* **Exercise text**
Sunai is reported to have “said political groups on all sides had long used Section 112 of the Criminal Code to suppress their rivals. “Therefore we see a strong need to reform this law…”.
He’s wrong. The use of lese majeste has been almost entirely by rightists and royalists, and PPT can’t think of a case raised by red shirts or others associated with them that has made any legal progress. Likewise, this law doesn’t need reform, it needs to be abolished.
Not surprisingly, yellow-shirted “intellectual” Chaiyan Chaiyaporn, of Chulalongkorn University, said:
political groups should not use the monarchy to try and justify their cause, but argued the RCO was an acceptable organisation, so long as it acts within the bounds of the law.
“All societies have their taboo issues. In France, people will not accept those who support Nazis.
“In Thailand, lese majeste behaviour is not acceptable and that is why a group like the RCO emerges to counter such acts.”
Chaiyan has clearly identified himself with anti-democrats since he threw his support behind the People’s Alliance for Democracy and then signed up in support of the coup and the military junta. But even for an academic with such a record, to condone a hate group with fascist ideas is moving a long way towards condoning extremism. His claims about France are meaningless twaddle. For example, French skinheads remain active, and while some French do not accept them, they are connected with a range of far right groups and even the rightist parties that did well in recent elections, headed by Marine Le Pen. Nonsensical statements like these by Chaiyan indicate an “academic” who is muddying the waters in order to condone fascist royalism.
Update: Like most on the extreme right, Rienthong has already claimed that he is a victim, but that he will fight against those who “intimidate” him. Yes, the fascist who has declared he will exterminate those he disagrees with on the worth of the great feudal institution bizarrely seeks sympathy and an opportunity to extend his threats.
He vows “tit-for-tat measures against opponents who he claims are trying to intimidate him.” He has “warned critics that he would ‘respond with violence’ to any violent attacks committed against his supporters.” He was firm: “My policy to deal with your violence is to respond with violence…”.

* **What you will do**
Extend the commentary on Thailand's lese majeste law, starting after its final sentence. The lines that come next have nothing to do with this exercise.

* **Given entries**
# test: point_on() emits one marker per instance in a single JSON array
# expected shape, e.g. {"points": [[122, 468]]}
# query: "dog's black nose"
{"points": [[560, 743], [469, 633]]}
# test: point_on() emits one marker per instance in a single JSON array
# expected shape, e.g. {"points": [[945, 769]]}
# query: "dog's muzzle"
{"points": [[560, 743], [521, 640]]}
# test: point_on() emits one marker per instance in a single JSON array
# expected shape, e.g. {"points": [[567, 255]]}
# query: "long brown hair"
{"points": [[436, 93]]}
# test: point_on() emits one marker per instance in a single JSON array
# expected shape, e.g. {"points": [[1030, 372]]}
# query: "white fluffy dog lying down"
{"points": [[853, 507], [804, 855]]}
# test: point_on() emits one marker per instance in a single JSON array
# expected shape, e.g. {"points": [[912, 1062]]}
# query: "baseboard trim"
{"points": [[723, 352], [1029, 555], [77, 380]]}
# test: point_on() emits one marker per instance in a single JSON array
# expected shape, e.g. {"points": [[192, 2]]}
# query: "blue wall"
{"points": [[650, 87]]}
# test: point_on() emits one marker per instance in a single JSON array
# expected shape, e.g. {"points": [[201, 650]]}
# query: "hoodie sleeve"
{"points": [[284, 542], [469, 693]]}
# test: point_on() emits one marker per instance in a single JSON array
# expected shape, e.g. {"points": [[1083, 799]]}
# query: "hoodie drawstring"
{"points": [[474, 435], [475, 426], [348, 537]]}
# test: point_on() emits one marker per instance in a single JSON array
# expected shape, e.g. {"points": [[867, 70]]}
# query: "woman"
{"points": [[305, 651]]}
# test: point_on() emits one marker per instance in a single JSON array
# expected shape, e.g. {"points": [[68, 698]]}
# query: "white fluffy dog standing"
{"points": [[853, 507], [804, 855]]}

* **Answer box**
Are you listening Chaiyan Chaiyaporn?
He creates a rationale for his future violence by asserting that “the anti-monarchy movement has an armed group inside it. If they are allowed to grow, they will pose a grave danger to the monarchy.”
This is sounding like the extremists of the 1970s. It is very dangerously so when he states: “I have my battle colleagues who are ready to respond. If we do it, we will have no mercy.” Even more so when he talks of a “People’s Army to Protect the Monarchy”, and invites “retired military and police officers who are loyal to the King to a meeting at his hospital … to help the National Police Office punish perpetrators of the lese majeste law.”
His other claims were largely a nonsense recital of lies about not using violence and rule of law.
One claim that will be chilling for many is his allegation that his:
group has now located almost 300 suspected offenders and is gathering evidence to file police complaints, he said. Many of the suspects are close associates of politicians, while others were teenagers who had “bad thoughts”, he added.
Rienthong said he has also “set up a team of online volunteers to stand by around the clock to monitor websites with anti-monarchy content.” Hopefully the vigilantes will enjoy PPT’s content, although we wonder about their capacity for dealing with facts rather than the fiction that royalists find they need to believe. We imagine that like some fundamentalist preacher, Rienthong has measures in place to re-indoctrinate his fellow snoops.